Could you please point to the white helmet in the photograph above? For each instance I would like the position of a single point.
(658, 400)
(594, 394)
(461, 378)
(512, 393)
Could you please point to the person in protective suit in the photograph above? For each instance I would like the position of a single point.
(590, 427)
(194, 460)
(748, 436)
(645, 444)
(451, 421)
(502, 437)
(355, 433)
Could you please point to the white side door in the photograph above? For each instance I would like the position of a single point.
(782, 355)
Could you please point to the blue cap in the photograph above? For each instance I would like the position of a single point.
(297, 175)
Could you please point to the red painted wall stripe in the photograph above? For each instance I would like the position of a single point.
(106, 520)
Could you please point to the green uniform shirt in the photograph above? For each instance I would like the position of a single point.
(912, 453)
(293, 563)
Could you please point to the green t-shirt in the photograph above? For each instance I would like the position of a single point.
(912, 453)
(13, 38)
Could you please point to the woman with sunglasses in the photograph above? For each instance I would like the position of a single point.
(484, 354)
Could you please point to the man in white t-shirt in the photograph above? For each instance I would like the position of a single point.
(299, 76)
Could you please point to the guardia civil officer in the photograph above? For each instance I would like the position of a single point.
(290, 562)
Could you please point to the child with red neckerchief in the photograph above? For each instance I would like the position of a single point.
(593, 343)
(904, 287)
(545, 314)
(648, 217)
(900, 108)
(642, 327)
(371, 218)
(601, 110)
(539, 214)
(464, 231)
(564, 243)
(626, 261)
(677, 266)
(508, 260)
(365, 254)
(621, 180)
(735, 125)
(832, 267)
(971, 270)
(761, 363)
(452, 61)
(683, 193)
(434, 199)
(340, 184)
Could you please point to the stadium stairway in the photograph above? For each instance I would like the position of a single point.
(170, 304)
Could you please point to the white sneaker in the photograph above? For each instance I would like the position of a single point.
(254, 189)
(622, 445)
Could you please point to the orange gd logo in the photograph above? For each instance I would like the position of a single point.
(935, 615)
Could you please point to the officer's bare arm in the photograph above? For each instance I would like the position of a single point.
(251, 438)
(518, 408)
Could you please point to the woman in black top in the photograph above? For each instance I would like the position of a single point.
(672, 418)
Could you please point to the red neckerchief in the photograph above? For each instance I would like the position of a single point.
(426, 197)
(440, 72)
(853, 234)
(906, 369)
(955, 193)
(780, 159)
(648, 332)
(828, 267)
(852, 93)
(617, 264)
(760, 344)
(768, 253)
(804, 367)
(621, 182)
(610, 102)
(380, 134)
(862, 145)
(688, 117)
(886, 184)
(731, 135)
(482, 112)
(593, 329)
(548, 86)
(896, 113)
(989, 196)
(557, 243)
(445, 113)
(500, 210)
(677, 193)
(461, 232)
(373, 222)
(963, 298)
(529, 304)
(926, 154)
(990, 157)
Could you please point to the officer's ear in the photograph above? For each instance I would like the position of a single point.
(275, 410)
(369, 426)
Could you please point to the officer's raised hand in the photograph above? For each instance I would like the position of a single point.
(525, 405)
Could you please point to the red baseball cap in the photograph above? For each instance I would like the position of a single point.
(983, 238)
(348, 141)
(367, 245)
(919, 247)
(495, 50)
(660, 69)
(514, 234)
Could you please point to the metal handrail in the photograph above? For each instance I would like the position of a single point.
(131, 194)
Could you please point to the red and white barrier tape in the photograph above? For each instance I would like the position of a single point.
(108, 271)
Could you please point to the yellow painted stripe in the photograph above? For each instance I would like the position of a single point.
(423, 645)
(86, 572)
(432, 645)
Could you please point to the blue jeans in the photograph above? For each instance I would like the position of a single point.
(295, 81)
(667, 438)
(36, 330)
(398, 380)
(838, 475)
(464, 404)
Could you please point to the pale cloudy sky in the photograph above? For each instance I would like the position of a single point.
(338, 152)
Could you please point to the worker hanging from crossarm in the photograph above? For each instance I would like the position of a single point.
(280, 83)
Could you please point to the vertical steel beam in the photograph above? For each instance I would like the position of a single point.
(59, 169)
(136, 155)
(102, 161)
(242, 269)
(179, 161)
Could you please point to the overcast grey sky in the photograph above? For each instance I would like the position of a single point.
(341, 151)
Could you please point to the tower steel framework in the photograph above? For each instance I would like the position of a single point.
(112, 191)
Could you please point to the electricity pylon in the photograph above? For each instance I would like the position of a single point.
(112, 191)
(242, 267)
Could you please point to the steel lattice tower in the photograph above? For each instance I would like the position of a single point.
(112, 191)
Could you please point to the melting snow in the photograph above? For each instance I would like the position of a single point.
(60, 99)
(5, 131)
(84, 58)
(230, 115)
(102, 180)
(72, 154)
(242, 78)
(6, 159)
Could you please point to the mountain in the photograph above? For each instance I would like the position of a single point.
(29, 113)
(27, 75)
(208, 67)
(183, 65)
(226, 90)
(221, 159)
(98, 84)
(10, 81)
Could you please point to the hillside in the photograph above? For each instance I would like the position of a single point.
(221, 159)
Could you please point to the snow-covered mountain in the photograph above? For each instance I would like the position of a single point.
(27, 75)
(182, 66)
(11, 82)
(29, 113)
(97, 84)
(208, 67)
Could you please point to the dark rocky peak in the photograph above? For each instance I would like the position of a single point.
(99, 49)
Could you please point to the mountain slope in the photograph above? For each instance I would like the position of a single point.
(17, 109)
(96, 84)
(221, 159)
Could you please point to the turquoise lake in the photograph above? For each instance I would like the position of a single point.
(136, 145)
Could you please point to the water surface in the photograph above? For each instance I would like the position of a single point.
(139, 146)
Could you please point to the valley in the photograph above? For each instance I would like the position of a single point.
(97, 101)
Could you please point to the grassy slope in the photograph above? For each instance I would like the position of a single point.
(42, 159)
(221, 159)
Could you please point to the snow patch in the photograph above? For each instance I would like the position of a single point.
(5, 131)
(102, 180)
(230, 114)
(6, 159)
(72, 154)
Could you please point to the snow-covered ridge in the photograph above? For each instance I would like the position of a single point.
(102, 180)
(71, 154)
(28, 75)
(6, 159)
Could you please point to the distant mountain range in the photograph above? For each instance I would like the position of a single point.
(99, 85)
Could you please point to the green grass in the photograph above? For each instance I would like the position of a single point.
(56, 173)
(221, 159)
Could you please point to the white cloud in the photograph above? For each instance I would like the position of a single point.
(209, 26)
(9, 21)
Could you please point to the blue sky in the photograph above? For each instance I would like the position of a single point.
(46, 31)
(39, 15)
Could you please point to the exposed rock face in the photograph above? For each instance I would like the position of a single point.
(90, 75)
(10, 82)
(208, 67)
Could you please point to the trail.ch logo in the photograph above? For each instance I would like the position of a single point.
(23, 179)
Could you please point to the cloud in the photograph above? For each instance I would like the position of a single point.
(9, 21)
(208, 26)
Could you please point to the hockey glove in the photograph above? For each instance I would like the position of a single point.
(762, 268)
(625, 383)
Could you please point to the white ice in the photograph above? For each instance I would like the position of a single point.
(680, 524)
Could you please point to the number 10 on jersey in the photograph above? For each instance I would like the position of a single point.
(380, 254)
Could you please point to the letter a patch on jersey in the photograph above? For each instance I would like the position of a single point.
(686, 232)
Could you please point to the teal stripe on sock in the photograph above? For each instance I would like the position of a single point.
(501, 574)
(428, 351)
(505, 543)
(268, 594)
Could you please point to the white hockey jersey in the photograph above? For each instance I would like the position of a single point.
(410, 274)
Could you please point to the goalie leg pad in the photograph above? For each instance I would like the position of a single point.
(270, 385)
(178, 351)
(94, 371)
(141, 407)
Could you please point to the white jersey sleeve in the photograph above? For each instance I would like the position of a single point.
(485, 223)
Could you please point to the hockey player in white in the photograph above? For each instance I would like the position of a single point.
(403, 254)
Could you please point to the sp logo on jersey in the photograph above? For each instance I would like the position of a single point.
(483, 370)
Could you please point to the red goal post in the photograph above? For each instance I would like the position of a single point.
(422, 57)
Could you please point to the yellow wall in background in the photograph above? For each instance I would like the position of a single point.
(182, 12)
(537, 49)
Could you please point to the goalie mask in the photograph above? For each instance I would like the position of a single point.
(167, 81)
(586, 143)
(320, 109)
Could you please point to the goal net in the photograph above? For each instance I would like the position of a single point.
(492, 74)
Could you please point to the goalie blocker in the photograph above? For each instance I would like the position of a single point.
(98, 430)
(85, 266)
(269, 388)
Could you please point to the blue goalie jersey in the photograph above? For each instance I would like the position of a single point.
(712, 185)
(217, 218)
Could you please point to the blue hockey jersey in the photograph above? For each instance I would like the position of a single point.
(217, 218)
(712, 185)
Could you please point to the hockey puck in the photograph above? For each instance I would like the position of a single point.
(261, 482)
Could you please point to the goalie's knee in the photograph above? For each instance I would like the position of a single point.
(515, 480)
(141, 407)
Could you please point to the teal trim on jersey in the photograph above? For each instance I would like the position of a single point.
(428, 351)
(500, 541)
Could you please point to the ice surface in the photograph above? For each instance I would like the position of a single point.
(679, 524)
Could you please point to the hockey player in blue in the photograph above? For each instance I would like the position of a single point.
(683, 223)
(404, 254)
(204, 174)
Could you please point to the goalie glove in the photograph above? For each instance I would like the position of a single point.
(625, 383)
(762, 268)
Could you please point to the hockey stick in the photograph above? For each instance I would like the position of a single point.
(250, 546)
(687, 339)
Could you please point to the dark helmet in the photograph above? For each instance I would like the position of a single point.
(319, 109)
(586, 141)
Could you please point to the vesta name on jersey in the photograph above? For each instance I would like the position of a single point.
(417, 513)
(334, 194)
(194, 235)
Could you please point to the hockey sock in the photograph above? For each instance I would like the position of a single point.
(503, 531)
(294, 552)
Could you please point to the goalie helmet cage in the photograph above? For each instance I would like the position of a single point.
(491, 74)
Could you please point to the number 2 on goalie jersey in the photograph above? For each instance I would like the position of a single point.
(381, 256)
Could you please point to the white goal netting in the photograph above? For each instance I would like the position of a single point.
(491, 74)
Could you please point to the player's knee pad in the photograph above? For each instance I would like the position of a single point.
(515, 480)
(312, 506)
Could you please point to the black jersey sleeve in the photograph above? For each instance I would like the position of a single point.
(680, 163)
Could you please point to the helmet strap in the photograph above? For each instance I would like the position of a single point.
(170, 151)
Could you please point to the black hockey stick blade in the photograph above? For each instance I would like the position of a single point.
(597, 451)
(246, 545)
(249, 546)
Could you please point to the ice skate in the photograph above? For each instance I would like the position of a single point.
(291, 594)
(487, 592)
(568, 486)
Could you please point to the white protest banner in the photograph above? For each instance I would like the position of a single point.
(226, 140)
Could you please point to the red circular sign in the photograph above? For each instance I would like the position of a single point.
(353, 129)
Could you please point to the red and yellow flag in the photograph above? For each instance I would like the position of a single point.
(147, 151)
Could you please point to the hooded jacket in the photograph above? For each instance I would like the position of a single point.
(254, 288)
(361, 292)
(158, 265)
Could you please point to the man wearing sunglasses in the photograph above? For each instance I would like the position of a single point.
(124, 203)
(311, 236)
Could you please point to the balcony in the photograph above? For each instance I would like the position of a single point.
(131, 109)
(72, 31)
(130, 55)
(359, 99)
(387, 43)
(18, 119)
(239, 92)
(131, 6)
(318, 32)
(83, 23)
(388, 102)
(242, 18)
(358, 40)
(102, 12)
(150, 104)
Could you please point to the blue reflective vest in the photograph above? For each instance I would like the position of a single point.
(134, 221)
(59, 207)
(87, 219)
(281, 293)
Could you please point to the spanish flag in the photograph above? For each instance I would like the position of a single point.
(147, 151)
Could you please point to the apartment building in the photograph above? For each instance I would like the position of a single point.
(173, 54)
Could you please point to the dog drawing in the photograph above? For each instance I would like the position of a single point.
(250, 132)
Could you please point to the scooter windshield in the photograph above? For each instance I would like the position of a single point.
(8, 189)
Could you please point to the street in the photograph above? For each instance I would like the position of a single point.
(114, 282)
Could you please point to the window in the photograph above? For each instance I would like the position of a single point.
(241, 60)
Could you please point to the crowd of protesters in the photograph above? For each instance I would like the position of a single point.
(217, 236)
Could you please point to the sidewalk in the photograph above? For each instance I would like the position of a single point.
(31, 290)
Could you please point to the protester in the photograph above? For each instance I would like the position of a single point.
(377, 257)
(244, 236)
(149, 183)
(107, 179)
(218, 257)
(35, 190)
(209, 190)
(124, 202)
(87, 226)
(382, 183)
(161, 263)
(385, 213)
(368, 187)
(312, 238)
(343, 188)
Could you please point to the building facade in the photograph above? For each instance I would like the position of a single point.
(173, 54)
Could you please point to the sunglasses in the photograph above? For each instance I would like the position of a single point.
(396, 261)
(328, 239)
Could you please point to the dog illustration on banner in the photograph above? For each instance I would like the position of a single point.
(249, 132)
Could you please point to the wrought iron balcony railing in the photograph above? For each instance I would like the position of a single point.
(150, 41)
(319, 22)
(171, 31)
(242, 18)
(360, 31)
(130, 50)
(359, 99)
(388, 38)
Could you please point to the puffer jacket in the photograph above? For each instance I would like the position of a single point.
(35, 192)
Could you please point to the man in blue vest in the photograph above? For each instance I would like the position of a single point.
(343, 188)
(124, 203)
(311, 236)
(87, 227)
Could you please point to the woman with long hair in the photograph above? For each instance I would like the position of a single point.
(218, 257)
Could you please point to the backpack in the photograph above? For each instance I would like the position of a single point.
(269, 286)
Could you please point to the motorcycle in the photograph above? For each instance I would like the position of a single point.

● **HOW TO COMPLETE THIS TASK**
Only these lines should appear in the reply: the one containing "Could you please point to the puffer", the last line of the data, and all lines between them, each copied exactly.

● **FINAL ANSWER**
Could you please point to the puffer jacket in the photograph above? For each instance I would like the position of a single point.
(35, 192)
Could you please point to the man in blue vest in the photograph above? For each instance I would like the position of a single point.
(343, 188)
(124, 203)
(311, 236)
(87, 227)
Could you please point to the woman with long hair in the photograph above? For each instance I would like the position of a single point.
(218, 257)
Could you please point to the backpack in the photograph above? For each instance I would like the position of a single point.
(269, 286)
Could you please point to the motorcycle in the photograph above? For each instance I would like the position of a single point.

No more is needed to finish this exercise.